─── GIVEN RECORDS

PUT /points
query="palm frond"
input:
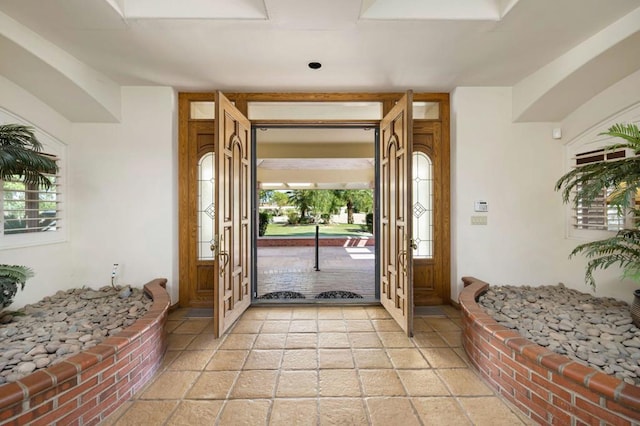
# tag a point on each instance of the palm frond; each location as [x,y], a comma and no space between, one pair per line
[628,132]
[18,273]
[623,249]
[20,156]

──────

REQUEST – Please reproduce every line of the records above word for word, leaving out the pictures.

TASK OUTPUT –
PUT /points
query="palm frond"
input:
# tag a point on each instance of the palm frond; each location as [x,y], a comma and no space between, one pair per line
[628,132]
[18,273]
[623,249]
[20,156]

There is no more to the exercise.